• [EXERCISE]:
Rewrite the paragraph of the mailing-list message that begins "What's happened is that OIDs" as a short bulleted list that keeps its main facts.

• [SELECTED EXTRACT]:
——

Re: Large Database \d: ERROR: cache lookup failed for relation ...

From: Jim Nasby <decibel(at)decibel(dot)org>
To: Jones Erik <erik(at)myemma(dot)com>, Tom Lane <tgl(at)sss(dot)pgh(dot)pa(dot)us>, "Jonah H(dot) Harris" <jonah(dot)harris(at)enterprisedb(dot)com>
Cc: Postgres general mailing list <pgsql-general(at)postgresql(dot)org>
Subject: Re: Large Database \d: ERROR: cache lookup failed for relation ...
Date: 2007-06-06 04:49:31
Message-ID: EE2BA3FF-5847-42A7-BD51-857778B85019@decibel.org
Views: Raw Message | Whole Thread | Download mbox | Resend email
Thread:
Lists: pgsql-general

I'm working with these guys to resolve the immediate issue, but I
suspect there's a race condition somewhere in the code.

What's happened is that OIDs have been changed in the system. There's
not a lot of table DDL that happens, but there is a substantial
amount of view DDL that can take place. In a nutshell, tables will
sometimes have fields added to them, and when that happens a whole
set of views needs to be re-created to take the new fields into account.

The files for corrupted tables do exist; this seems to be mostly a
catalog corruption issue. I'm seeing both what appear to be
inconsistencies between relcache and the catalog tables as well as
corruption between tables themselves:

emma2=# select * from userdata_8464_campaigns;
ERROR: could not open relation with OID 138807643
emma2=# \d userdata_8464_campaigns
Table
"public.userdata_8464_campaigns"
Column | Type
| Modifiers
-------------------------------+-----------------------------
+------------------------------------------------------------------
campaign_id | bigint | not null
default nextval(('emma_campaigns_seq'::text)::regclass)
account_id | bigint | not null
cep_object_id | bigint | not
null default nextval(('cep_object_seq'::text)::regclass)
campaign_name | character varying(255) | not null
campaign_subject | character varying(255) | not null
layout_page_id | bigint | not null
layout_content_id | bigint | not null
campaign_create_date | timestamp without time zone | not null
default now()

——

• [DATA ENTRIES]:
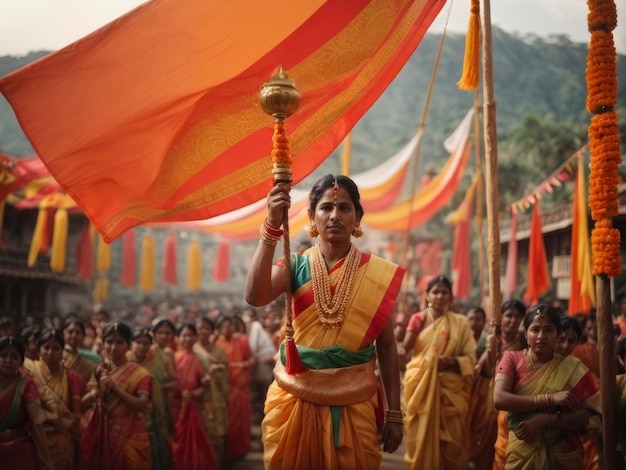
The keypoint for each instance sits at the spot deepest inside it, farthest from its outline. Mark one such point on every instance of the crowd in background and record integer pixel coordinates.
(177, 388)
(184, 385)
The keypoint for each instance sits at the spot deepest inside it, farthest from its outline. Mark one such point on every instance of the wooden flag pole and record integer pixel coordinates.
(491, 167)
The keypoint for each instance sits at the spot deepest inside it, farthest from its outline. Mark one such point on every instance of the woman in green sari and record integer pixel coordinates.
(549, 398)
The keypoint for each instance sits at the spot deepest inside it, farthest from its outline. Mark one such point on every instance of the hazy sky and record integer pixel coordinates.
(31, 25)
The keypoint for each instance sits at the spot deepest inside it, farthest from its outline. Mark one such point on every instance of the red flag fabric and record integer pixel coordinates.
(222, 262)
(129, 259)
(582, 289)
(170, 260)
(85, 255)
(156, 116)
(538, 274)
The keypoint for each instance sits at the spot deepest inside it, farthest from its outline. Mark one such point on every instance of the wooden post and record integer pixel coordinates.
(491, 166)
(608, 369)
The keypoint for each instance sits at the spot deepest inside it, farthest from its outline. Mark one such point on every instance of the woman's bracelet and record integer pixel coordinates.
(394, 416)
(273, 231)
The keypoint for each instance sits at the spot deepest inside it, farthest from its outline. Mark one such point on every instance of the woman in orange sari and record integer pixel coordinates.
(22, 437)
(331, 415)
(61, 392)
(125, 389)
(192, 448)
(159, 421)
(437, 383)
(548, 397)
(483, 421)
(240, 362)
(215, 400)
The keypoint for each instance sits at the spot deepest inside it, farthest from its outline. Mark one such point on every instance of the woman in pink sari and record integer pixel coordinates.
(22, 439)
(548, 398)
(125, 389)
(192, 448)
(240, 362)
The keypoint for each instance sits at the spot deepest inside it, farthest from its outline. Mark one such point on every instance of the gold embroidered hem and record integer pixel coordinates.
(331, 387)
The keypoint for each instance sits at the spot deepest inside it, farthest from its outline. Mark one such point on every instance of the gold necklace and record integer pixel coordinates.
(331, 308)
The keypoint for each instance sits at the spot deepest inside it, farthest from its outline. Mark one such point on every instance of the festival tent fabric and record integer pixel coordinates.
(379, 188)
(423, 204)
(538, 275)
(461, 268)
(156, 117)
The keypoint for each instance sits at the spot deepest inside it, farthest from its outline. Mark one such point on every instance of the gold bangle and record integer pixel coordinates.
(394, 416)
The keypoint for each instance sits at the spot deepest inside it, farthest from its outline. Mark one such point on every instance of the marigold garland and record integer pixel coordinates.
(604, 145)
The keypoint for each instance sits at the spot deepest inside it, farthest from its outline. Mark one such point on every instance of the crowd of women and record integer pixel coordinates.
(154, 396)
(348, 382)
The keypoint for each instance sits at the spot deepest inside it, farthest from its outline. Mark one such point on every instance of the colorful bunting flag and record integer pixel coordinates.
(156, 117)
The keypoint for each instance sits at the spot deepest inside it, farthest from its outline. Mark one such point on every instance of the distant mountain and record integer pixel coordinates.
(543, 77)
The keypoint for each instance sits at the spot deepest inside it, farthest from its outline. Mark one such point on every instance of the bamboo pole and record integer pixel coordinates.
(606, 348)
(491, 166)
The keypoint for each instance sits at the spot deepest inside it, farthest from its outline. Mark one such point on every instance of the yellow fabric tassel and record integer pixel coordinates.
(35, 243)
(471, 60)
(101, 289)
(147, 278)
(194, 265)
(103, 260)
(346, 155)
(59, 241)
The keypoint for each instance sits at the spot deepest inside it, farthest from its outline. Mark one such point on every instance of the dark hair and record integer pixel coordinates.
(120, 328)
(159, 322)
(478, 310)
(439, 280)
(327, 182)
(539, 309)
(30, 333)
(74, 321)
(515, 305)
(568, 323)
(51, 333)
(6, 341)
(207, 321)
(181, 326)
(141, 331)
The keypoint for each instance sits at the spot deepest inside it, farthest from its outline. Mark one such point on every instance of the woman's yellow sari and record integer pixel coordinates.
(438, 402)
(555, 449)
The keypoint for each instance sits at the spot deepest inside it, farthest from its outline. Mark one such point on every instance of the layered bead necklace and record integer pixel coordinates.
(331, 308)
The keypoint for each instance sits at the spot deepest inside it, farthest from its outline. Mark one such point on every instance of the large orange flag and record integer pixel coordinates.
(582, 289)
(155, 116)
(538, 274)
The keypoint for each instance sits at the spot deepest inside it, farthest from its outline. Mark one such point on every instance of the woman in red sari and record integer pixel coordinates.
(22, 439)
(240, 362)
(125, 389)
(192, 448)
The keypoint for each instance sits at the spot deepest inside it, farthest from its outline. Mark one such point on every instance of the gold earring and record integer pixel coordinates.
(357, 232)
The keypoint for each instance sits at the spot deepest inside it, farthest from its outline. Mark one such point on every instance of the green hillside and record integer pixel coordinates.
(539, 89)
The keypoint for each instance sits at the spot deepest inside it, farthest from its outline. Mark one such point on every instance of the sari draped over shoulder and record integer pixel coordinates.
(326, 416)
(239, 408)
(192, 448)
(214, 410)
(556, 448)
(79, 363)
(57, 392)
(17, 449)
(126, 436)
(438, 402)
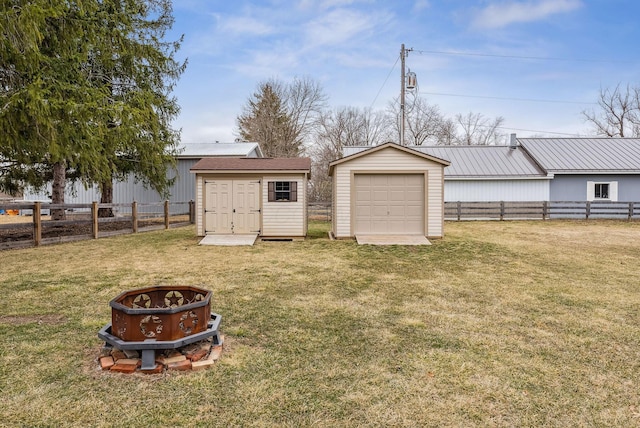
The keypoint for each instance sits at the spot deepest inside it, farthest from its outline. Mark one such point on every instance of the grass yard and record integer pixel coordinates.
(499, 324)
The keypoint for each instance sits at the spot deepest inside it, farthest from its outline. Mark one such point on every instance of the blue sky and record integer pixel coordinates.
(537, 63)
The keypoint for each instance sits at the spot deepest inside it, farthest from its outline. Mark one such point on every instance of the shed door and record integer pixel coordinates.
(232, 206)
(389, 204)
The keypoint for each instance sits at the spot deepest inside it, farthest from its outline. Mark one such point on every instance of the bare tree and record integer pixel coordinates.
(448, 132)
(618, 113)
(281, 116)
(338, 128)
(423, 121)
(477, 129)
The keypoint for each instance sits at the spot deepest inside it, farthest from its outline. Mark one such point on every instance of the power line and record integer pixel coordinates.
(385, 82)
(507, 99)
(537, 58)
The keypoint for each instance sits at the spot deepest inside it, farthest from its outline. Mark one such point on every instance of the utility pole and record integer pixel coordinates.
(403, 54)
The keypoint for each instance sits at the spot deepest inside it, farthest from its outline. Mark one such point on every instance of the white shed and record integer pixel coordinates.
(388, 190)
(267, 196)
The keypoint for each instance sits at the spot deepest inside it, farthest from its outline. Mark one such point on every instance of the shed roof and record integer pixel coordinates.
(356, 152)
(200, 150)
(478, 161)
(585, 155)
(247, 165)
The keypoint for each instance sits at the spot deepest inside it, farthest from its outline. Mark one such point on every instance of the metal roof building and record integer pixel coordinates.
(588, 169)
(487, 173)
(183, 190)
(585, 155)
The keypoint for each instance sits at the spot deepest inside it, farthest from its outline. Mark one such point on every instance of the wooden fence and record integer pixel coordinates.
(543, 210)
(32, 226)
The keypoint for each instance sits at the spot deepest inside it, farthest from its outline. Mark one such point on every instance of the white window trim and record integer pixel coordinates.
(613, 191)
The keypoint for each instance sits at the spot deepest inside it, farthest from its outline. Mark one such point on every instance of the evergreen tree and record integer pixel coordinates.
(85, 93)
(280, 117)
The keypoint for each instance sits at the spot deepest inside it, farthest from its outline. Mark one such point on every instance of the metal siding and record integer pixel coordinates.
(496, 190)
(585, 154)
(478, 161)
(574, 187)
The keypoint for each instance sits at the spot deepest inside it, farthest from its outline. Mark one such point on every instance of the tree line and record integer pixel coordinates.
(86, 98)
(294, 119)
(85, 94)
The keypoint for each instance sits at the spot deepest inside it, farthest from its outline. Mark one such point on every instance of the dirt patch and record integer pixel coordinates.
(32, 319)
(24, 231)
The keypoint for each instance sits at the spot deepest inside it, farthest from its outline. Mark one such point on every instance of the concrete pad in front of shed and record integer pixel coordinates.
(229, 240)
(392, 240)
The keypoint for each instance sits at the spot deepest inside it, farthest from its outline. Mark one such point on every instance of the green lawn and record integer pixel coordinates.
(498, 324)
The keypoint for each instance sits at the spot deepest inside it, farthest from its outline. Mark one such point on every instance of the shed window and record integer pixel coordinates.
(283, 191)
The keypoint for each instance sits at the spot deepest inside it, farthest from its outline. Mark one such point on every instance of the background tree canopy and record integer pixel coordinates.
(85, 93)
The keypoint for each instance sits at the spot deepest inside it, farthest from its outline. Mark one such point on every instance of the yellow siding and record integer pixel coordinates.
(284, 218)
(389, 160)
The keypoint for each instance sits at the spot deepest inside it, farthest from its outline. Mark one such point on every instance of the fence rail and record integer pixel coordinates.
(541, 210)
(84, 222)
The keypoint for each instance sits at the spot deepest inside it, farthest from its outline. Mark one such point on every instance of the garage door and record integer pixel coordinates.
(388, 204)
(232, 206)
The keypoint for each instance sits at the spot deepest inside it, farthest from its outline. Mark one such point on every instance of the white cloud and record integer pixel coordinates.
(498, 15)
(341, 25)
(421, 5)
(244, 25)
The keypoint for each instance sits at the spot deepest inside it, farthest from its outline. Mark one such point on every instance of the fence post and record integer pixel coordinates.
(134, 216)
(37, 224)
(94, 219)
(166, 214)
(588, 210)
(192, 212)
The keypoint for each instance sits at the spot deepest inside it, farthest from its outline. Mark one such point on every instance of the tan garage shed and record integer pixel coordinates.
(388, 190)
(263, 196)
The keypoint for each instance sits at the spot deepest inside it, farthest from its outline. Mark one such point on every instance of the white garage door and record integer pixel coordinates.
(389, 204)
(232, 206)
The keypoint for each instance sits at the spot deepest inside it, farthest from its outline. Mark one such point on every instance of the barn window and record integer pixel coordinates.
(283, 191)
(602, 191)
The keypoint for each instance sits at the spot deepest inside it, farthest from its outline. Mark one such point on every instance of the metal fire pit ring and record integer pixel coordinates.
(160, 317)
(148, 346)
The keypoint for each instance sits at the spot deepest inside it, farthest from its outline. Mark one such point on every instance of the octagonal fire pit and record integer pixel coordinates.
(161, 317)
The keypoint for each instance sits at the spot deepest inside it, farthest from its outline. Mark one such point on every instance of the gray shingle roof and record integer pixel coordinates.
(585, 155)
(478, 161)
(253, 164)
(199, 150)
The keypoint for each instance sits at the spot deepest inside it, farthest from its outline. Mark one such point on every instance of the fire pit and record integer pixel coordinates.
(160, 317)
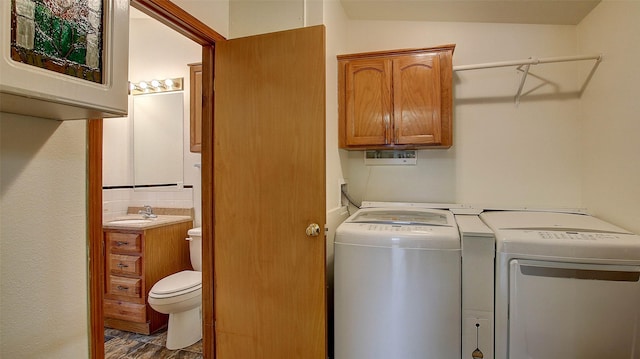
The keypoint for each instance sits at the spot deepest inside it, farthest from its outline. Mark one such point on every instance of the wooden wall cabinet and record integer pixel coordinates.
(135, 261)
(396, 99)
(195, 95)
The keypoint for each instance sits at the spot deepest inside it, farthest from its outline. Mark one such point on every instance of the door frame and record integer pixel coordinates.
(181, 21)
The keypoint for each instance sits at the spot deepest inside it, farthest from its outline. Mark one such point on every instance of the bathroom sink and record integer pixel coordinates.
(129, 221)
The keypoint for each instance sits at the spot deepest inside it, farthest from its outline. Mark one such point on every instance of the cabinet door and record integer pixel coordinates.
(417, 99)
(368, 102)
(270, 285)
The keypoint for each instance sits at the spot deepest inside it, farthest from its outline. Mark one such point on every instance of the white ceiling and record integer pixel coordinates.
(557, 12)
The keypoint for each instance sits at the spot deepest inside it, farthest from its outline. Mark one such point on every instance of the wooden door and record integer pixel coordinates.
(416, 96)
(368, 102)
(269, 183)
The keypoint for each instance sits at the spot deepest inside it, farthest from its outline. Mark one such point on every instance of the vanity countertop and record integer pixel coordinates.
(138, 222)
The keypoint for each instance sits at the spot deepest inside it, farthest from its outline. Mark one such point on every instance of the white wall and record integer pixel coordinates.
(503, 154)
(609, 113)
(43, 238)
(166, 56)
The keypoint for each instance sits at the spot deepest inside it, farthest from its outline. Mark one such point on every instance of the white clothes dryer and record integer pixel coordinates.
(567, 286)
(397, 286)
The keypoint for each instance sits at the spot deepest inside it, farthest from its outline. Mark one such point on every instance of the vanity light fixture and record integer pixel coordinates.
(155, 86)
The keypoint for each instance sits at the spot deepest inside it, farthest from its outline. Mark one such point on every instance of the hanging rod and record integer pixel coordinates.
(531, 61)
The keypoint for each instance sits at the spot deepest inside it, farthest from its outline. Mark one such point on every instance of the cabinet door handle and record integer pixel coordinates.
(387, 123)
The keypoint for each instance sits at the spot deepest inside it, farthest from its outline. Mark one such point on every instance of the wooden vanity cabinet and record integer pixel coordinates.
(396, 99)
(195, 104)
(134, 261)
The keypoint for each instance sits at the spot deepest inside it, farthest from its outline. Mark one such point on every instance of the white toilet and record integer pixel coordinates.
(180, 296)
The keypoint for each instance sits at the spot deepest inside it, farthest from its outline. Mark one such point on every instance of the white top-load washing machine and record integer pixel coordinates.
(567, 286)
(397, 286)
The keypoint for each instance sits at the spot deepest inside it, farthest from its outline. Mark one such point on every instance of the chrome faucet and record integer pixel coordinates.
(147, 212)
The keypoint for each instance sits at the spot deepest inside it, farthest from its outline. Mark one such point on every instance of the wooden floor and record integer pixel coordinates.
(124, 345)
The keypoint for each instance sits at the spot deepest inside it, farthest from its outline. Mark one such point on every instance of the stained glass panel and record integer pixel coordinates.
(65, 36)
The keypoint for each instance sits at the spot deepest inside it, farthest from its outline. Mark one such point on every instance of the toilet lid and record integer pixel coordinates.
(178, 282)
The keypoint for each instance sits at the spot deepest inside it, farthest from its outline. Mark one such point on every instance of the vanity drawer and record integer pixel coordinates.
(125, 242)
(123, 286)
(125, 264)
(124, 310)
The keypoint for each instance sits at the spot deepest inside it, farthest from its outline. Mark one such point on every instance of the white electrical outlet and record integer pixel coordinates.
(342, 187)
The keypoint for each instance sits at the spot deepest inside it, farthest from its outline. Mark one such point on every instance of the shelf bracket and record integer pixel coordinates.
(524, 65)
(525, 72)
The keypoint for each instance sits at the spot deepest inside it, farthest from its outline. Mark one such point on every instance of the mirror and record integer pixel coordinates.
(157, 140)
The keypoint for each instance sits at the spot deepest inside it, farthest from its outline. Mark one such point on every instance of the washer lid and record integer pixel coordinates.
(178, 282)
(402, 216)
(410, 228)
(560, 235)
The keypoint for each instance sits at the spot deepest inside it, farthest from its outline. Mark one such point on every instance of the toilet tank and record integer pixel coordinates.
(195, 248)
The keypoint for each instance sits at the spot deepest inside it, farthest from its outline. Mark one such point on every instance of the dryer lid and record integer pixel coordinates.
(178, 282)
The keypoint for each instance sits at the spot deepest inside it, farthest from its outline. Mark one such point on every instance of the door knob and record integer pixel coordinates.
(313, 230)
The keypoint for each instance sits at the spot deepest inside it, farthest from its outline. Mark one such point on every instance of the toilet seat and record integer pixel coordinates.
(177, 284)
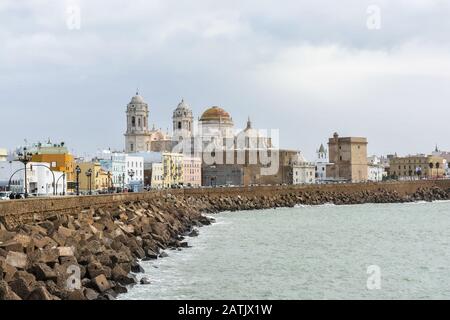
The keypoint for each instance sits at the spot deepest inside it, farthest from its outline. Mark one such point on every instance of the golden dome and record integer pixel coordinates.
(215, 113)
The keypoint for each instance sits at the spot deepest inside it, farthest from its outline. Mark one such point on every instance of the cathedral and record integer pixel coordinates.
(138, 136)
(215, 126)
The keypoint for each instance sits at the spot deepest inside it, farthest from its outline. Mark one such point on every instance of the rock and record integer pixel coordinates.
(6, 293)
(101, 283)
(193, 233)
(136, 268)
(122, 277)
(65, 251)
(43, 272)
(20, 287)
(17, 259)
(40, 293)
(90, 294)
(119, 289)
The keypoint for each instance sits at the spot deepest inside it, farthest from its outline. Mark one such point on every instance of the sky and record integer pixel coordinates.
(378, 69)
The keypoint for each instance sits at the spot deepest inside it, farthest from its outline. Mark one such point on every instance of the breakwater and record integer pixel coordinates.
(89, 247)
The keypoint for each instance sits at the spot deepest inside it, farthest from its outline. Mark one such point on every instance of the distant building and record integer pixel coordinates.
(115, 163)
(59, 159)
(156, 174)
(303, 172)
(172, 169)
(321, 164)
(138, 136)
(348, 159)
(376, 170)
(41, 181)
(192, 171)
(222, 175)
(417, 166)
(134, 172)
(446, 156)
(98, 181)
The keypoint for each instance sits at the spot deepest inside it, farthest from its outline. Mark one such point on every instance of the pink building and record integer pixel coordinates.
(192, 171)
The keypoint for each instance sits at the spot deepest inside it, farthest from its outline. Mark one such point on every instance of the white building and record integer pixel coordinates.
(115, 162)
(303, 172)
(3, 154)
(321, 164)
(134, 170)
(376, 169)
(446, 156)
(40, 179)
(157, 175)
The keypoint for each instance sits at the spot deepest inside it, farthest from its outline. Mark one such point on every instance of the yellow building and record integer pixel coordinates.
(59, 158)
(100, 179)
(417, 166)
(172, 169)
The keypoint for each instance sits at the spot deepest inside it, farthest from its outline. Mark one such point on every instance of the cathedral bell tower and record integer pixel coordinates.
(182, 122)
(137, 134)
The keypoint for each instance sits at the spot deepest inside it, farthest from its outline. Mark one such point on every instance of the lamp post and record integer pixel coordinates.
(78, 171)
(109, 184)
(89, 176)
(25, 158)
(131, 175)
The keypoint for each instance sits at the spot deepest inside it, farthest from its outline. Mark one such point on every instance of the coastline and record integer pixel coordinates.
(93, 254)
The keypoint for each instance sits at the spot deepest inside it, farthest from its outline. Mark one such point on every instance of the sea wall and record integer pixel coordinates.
(89, 247)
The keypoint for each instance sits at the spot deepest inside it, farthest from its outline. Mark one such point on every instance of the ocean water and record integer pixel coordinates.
(371, 251)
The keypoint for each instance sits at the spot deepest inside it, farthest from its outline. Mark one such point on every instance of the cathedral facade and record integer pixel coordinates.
(138, 136)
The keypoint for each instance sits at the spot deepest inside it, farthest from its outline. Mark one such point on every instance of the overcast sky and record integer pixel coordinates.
(308, 68)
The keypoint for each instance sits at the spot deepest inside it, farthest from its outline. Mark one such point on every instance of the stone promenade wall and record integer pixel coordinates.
(16, 212)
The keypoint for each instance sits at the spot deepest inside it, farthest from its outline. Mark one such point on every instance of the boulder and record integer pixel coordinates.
(43, 272)
(101, 283)
(17, 259)
(6, 293)
(65, 252)
(40, 293)
(20, 287)
(90, 294)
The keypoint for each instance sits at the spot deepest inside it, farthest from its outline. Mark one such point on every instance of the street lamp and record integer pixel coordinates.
(89, 176)
(131, 175)
(78, 171)
(25, 158)
(109, 186)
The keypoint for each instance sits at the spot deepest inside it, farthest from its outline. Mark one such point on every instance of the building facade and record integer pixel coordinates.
(99, 179)
(115, 163)
(192, 171)
(303, 172)
(172, 169)
(417, 167)
(348, 159)
(222, 175)
(134, 172)
(3, 154)
(376, 170)
(58, 157)
(41, 181)
(321, 164)
(138, 136)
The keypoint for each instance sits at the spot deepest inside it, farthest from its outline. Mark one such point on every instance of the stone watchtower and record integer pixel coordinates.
(137, 137)
(182, 122)
(348, 158)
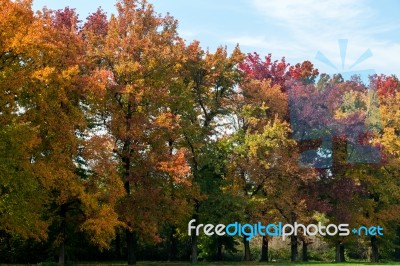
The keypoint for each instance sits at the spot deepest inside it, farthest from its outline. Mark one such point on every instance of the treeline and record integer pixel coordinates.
(114, 133)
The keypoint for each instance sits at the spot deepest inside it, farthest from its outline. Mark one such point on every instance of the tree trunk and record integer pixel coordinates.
(397, 243)
(264, 249)
(118, 246)
(305, 251)
(247, 253)
(63, 214)
(172, 244)
(131, 239)
(374, 249)
(293, 248)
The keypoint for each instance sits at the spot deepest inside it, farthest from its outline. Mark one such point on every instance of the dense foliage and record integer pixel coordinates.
(115, 132)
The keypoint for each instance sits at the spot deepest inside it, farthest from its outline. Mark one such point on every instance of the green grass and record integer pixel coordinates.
(153, 263)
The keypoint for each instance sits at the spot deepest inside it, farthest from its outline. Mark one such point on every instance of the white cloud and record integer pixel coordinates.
(317, 25)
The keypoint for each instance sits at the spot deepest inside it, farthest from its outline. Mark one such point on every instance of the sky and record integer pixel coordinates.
(296, 30)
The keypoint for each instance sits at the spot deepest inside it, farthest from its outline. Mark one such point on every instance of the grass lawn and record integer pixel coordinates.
(146, 263)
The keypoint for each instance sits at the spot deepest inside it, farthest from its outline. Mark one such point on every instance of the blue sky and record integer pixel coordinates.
(294, 29)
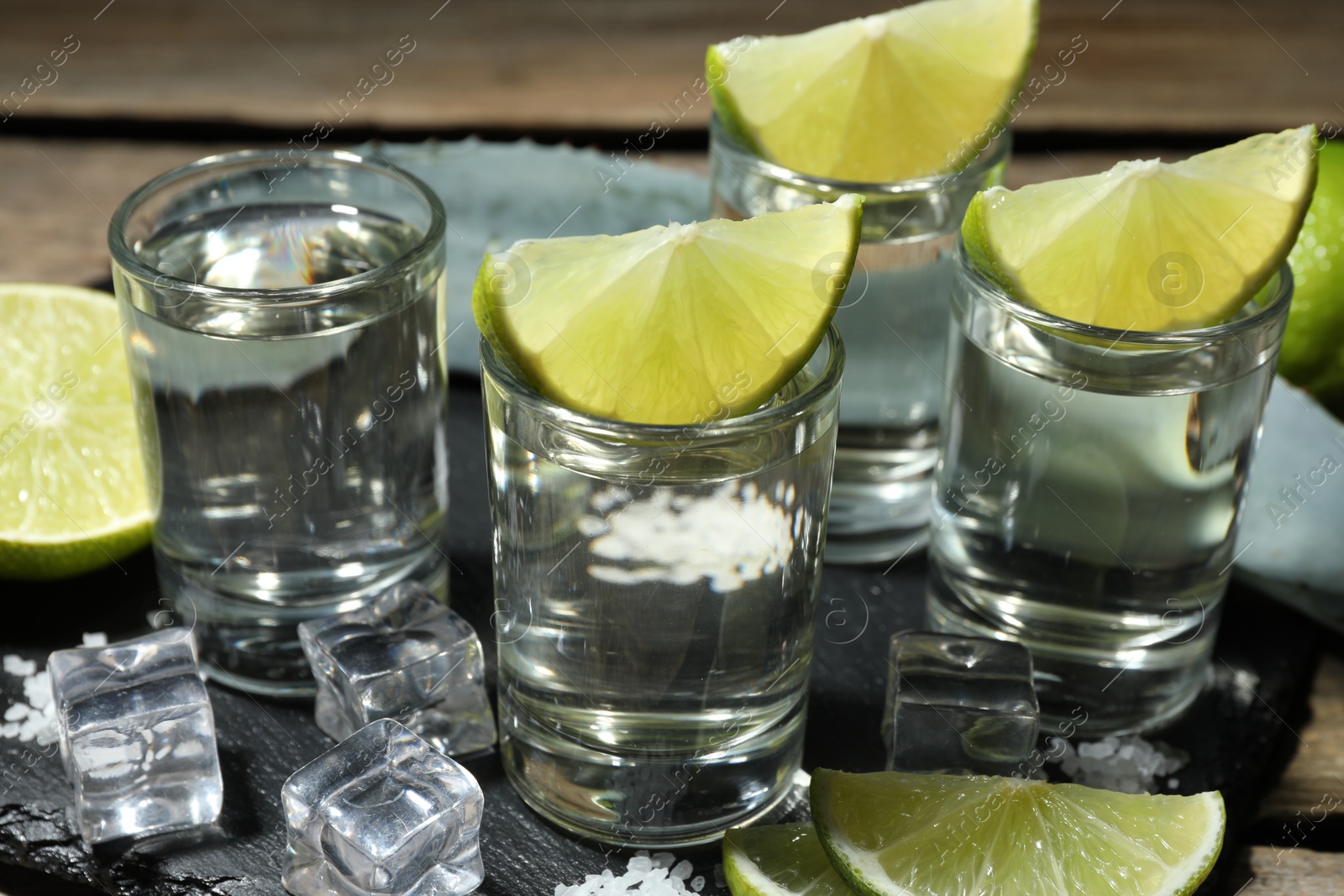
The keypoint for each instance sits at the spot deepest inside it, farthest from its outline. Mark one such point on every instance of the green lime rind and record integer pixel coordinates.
(1312, 355)
(780, 860)
(30, 563)
(73, 496)
(884, 98)
(725, 107)
(897, 835)
(671, 325)
(1149, 246)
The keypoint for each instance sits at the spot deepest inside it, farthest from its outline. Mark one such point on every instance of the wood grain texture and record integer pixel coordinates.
(57, 196)
(1314, 783)
(1301, 872)
(1149, 65)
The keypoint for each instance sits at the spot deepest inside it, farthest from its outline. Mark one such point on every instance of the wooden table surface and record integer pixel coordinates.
(145, 85)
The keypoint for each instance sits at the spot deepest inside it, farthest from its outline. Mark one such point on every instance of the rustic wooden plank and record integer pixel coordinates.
(57, 195)
(1149, 65)
(1314, 783)
(1299, 872)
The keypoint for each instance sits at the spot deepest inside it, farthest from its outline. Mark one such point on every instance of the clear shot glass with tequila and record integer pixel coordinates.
(1088, 499)
(282, 322)
(655, 597)
(894, 322)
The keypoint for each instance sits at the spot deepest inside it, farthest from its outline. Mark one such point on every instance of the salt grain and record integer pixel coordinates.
(17, 665)
(35, 716)
(656, 875)
(1126, 765)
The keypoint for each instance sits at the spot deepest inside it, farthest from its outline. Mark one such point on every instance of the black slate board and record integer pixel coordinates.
(1238, 734)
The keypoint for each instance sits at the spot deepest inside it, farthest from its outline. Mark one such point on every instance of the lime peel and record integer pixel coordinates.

——

• [OUTPUT FOR THIS TASK]:
- OIDs have been changed in the system.
- Little table DDL takes place, but a substantial amount of view DDL can.
- Tables sometimes have fields added to them.
- When that happens, a whole set of views must be re-created to take the new fields into account.